### OBJECTIVE
Turn the lines below into a Markdown table with the columns "Row" and "Line," where each row holds a running number and one line, skipping blank lines and leaving out the pictures.

### DATASET CONTENT
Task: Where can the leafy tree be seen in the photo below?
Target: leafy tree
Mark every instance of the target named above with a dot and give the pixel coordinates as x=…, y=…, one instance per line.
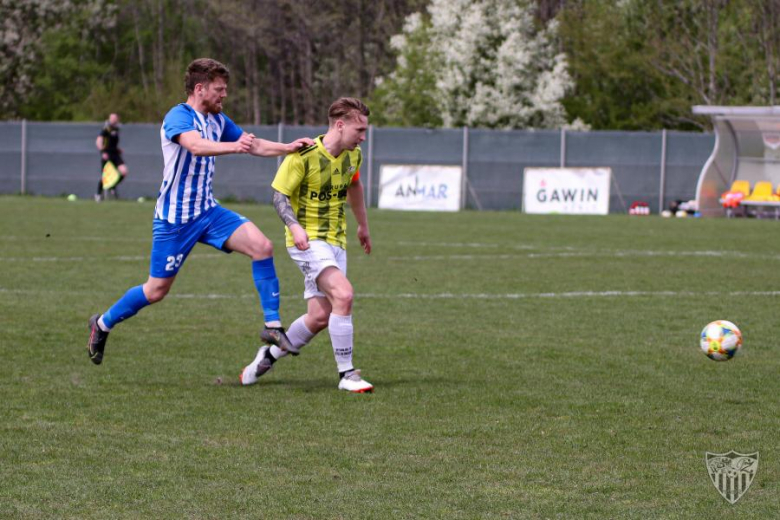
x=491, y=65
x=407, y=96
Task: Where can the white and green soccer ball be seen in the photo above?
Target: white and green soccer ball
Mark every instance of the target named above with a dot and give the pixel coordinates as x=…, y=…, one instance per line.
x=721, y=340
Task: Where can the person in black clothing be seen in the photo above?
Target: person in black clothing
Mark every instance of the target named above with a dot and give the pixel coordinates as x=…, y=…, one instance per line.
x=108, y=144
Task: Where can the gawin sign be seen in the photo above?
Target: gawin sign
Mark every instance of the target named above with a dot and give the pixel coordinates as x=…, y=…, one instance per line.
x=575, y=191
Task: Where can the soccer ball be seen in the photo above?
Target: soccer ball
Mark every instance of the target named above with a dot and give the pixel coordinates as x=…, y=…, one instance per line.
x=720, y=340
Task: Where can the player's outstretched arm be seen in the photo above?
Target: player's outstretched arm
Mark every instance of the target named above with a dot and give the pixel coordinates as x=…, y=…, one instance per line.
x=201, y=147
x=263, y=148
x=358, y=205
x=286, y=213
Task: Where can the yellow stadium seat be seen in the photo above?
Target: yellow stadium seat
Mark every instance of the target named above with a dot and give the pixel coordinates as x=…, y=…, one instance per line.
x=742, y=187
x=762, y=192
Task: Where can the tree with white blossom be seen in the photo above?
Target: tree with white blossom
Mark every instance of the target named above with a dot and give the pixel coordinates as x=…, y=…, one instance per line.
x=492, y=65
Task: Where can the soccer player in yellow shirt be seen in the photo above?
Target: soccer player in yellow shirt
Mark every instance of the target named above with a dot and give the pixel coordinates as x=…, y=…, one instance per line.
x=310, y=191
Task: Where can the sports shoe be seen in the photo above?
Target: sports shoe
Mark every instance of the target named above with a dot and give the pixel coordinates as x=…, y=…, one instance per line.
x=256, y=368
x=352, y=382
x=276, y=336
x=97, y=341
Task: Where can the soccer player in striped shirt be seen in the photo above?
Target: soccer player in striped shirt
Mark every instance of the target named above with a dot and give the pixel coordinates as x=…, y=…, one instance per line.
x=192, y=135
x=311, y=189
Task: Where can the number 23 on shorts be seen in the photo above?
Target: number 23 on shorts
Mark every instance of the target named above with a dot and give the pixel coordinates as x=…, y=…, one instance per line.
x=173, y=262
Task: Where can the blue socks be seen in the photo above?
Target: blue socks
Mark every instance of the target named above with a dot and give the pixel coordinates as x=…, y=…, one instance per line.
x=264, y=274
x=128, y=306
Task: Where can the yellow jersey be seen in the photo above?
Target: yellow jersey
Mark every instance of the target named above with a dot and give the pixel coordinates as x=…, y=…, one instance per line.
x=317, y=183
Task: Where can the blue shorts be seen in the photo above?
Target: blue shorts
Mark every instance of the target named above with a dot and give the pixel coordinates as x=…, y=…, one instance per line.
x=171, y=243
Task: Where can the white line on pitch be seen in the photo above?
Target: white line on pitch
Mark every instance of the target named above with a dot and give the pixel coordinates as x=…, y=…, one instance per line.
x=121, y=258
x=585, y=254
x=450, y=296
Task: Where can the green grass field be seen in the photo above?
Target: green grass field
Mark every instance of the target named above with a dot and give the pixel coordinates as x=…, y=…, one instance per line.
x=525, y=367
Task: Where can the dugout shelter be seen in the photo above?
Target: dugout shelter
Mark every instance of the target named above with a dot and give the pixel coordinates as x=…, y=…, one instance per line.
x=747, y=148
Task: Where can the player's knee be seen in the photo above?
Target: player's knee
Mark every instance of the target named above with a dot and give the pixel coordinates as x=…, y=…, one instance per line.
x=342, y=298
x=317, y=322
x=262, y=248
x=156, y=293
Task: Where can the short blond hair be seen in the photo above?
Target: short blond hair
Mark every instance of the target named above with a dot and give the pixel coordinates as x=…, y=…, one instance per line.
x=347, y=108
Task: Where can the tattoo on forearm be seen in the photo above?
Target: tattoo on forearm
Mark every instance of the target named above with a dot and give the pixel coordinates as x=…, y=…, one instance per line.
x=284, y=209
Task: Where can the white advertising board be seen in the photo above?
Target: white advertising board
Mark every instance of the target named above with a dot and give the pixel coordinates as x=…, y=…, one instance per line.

### WRITTEN SOLUTION
| Row | Line |
|---|---|
| 1 | Task: Where can the leafy tree be seen in the photo below? |
| 2 | Target: leafy tree |
| 3 | Mark every instance of the target named above with a dot and give the pixel coordinates as x=…, y=…, one instance per line. |
| 4 | x=491, y=65 |
| 5 | x=407, y=96 |
| 6 | Task: Where can the white and green soccer ball be seen in the photo above? |
| 7 | Target: white and green soccer ball |
| 8 | Mark every instance of the target named above with a dot and give the pixel coordinates as x=…, y=…, one instance per line. |
| 9 | x=721, y=340 |
| 10 | Task: Where can the person in black clothing be seen in the photo above? |
| 11 | Target: person in black clothing |
| 12 | Mark every instance of the target named above with a dot and give the pixel coordinates as x=…, y=…, one instance per line. |
| 13 | x=108, y=144 |
| 14 | Task: Where can the gawin sign be seen in the photo above? |
| 15 | Target: gawin sign |
| 16 | Mark every instance of the target named above with a dot and give the pixel coordinates as x=…, y=…, one instance per line. |
| 17 | x=575, y=191 |
| 18 | Task: Where can the soccer ball be seen in the photo above? |
| 19 | Target: soccer ball |
| 20 | Mark every instance of the target named above with a dot and give the pixel coordinates as x=…, y=…, one instance per line. |
| 21 | x=720, y=340 |
| 22 | Task: Where can the player's outstretched arm be seen in the photo above? |
| 23 | Target: player's outstretched arm |
| 24 | Mark every instance of the target named above with a dot and give the pixel coordinates as x=…, y=…, one instance per line. |
| 25 | x=201, y=147 |
| 26 | x=263, y=148 |
| 27 | x=358, y=205 |
| 28 | x=286, y=213 |
| 29 | Task: Where can the yellow stadium seat be seen in the photo above? |
| 30 | Target: yellow stadium seat |
| 31 | Mark every instance of the target named above with a dot and give the pixel coordinates as x=…, y=…, one instance per line. |
| 32 | x=742, y=187 |
| 33 | x=762, y=192 |
| 34 | Task: Where can the tree with white blossom be seen in the photo above? |
| 35 | Target: tree with white blossom |
| 36 | Mark every instance of the target named above with a dot and give the pixel coordinates as x=…, y=…, one instance per line. |
| 37 | x=492, y=65 |
| 38 | Task: Where can the soccer player in yellow shirt be seen in the photo above? |
| 39 | Target: soccer player in yellow shirt |
| 40 | Mark every instance of the target named above with a dot and give the pixel coordinates as x=…, y=…, one instance per line. |
| 41 | x=310, y=191 |
| 42 | Task: Where can the sports shoe be seen in the photo above? |
| 43 | Target: sports shoe |
| 44 | Mark every instance of the target named above with a dot and give the pixel coordinates as x=…, y=…, one instance per line. |
| 45 | x=256, y=368 |
| 46 | x=352, y=382 |
| 47 | x=276, y=336 |
| 48 | x=97, y=341 |
| 49 | Task: Where can the soccer player in striped shirt be seen in the photo above? |
| 50 | Target: soccer player in striped shirt |
| 51 | Mark every instance of the target named above with a dot and give the pixel coordinates as x=…, y=…, one instance per line. |
| 52 | x=192, y=135 |
| 53 | x=311, y=189 |
| 54 | Task: Where can the number 23 on shorts be seen in the photo above? |
| 55 | Target: number 23 on shorts |
| 56 | Mark every instance of the target named above with a dot and give the pixel coordinates as x=…, y=…, one instance per line. |
| 57 | x=173, y=262 |
| 58 | Task: Where can the blue socks be seen in the photo above? |
| 59 | Target: blue socks |
| 60 | Mark every instance of the target named above with a dot and give the pixel coordinates as x=…, y=…, one instance per line. |
| 61 | x=264, y=274 |
| 62 | x=128, y=306 |
| 63 | Task: Where can the yellow jersey be seen in the photo above? |
| 64 | Target: yellow jersey |
| 65 | Mark every instance of the target named above with a dot and give the pixel coordinates as x=…, y=…, one instance per line. |
| 66 | x=317, y=183 |
| 67 | Task: Where can the blue shorts be seen in the photo above? |
| 68 | Target: blue shorts |
| 69 | Mark every instance of the target named above with a dot and give the pixel coordinates as x=…, y=…, one instance per line. |
| 70 | x=171, y=243 |
| 71 | Task: Where can the white line on pitch be seen in the photo above? |
| 72 | Target: white line on pitch |
| 73 | Mark every instance of the target named above with a dot and give the pixel coordinates as x=…, y=…, one instance per line. |
| 74 | x=121, y=258 |
| 75 | x=585, y=254 |
| 76 | x=450, y=296 |
| 77 | Task: Where can the green grass field be seen in the photo above? |
| 78 | Target: green grass field |
| 79 | Mark every instance of the target named above with a dot and give the pixel coordinates as x=…, y=…, one instance per line. |
| 80 | x=525, y=367 |
| 81 | Task: Where can the dugout shelter be seen in the photo above? |
| 82 | Target: dugout shelter |
| 83 | Mark every instance of the target named above with a dot and give the pixel coordinates as x=…, y=…, one instance per line. |
| 84 | x=747, y=148 |
| 85 | Task: Where can the player's knee be seen in the photo above? |
| 86 | Target: player's knee |
| 87 | Mark every instance of the target named above with a dot and give the pixel coordinates as x=…, y=…, one instance per line. |
| 88 | x=342, y=298 |
| 89 | x=317, y=322 |
| 90 | x=262, y=248 |
| 91 | x=156, y=293 |
| 92 | Task: Where can the short blond hair be seen in the photo above? |
| 93 | Target: short blond hair |
| 94 | Mark every instance of the target named above with a dot and give the pixel coordinates as x=…, y=…, one instance per line. |
| 95 | x=347, y=108 |
| 96 | Task: Where can the tattoo on forearm be seen in the photo above? |
| 97 | Target: tattoo on forearm |
| 98 | Mark every instance of the target named above with a dot and give the pixel coordinates as x=…, y=…, one instance per line. |
| 99 | x=284, y=209 |
| 100 | Task: Where can the white advertising board be seen in the photo above? |
| 101 | Target: white advertising board |
| 102 | Mark every instance of the target named above with a dot and give the pixel coordinates as x=…, y=…, one instance per line. |